* _WORK REQUEST_
Lines of the records that hold the word "window" are to be counted; give the number and nothing more.

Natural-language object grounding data

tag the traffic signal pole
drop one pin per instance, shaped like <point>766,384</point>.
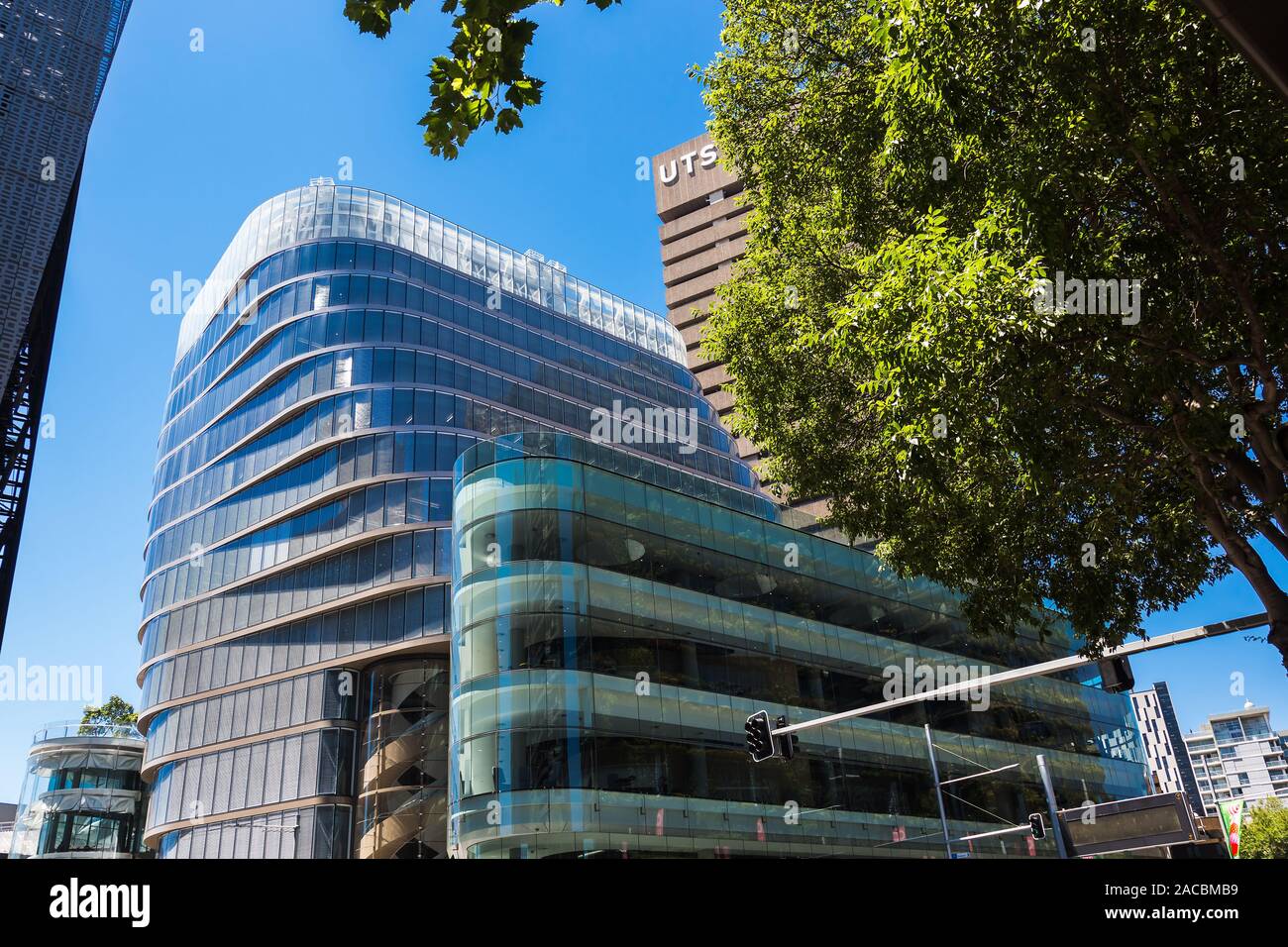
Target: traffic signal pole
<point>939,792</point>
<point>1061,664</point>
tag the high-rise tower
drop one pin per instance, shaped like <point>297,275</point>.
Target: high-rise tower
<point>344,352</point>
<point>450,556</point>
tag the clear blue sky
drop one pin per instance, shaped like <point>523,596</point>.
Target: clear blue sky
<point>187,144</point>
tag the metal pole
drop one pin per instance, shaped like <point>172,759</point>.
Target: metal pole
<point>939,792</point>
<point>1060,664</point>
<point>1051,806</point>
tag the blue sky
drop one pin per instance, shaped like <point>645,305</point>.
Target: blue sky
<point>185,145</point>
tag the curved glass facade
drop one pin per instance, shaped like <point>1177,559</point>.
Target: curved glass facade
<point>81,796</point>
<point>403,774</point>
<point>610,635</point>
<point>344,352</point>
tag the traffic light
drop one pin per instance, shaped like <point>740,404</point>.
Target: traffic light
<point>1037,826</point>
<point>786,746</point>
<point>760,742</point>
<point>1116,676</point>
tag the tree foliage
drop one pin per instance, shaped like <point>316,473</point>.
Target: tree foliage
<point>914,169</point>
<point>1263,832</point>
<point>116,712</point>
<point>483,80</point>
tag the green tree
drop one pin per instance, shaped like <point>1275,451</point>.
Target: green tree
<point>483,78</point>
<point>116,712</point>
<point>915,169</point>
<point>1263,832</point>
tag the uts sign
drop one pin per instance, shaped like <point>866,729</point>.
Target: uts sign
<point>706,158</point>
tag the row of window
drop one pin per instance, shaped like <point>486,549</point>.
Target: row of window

* _OUTPUT OF THE EXERCISE_
2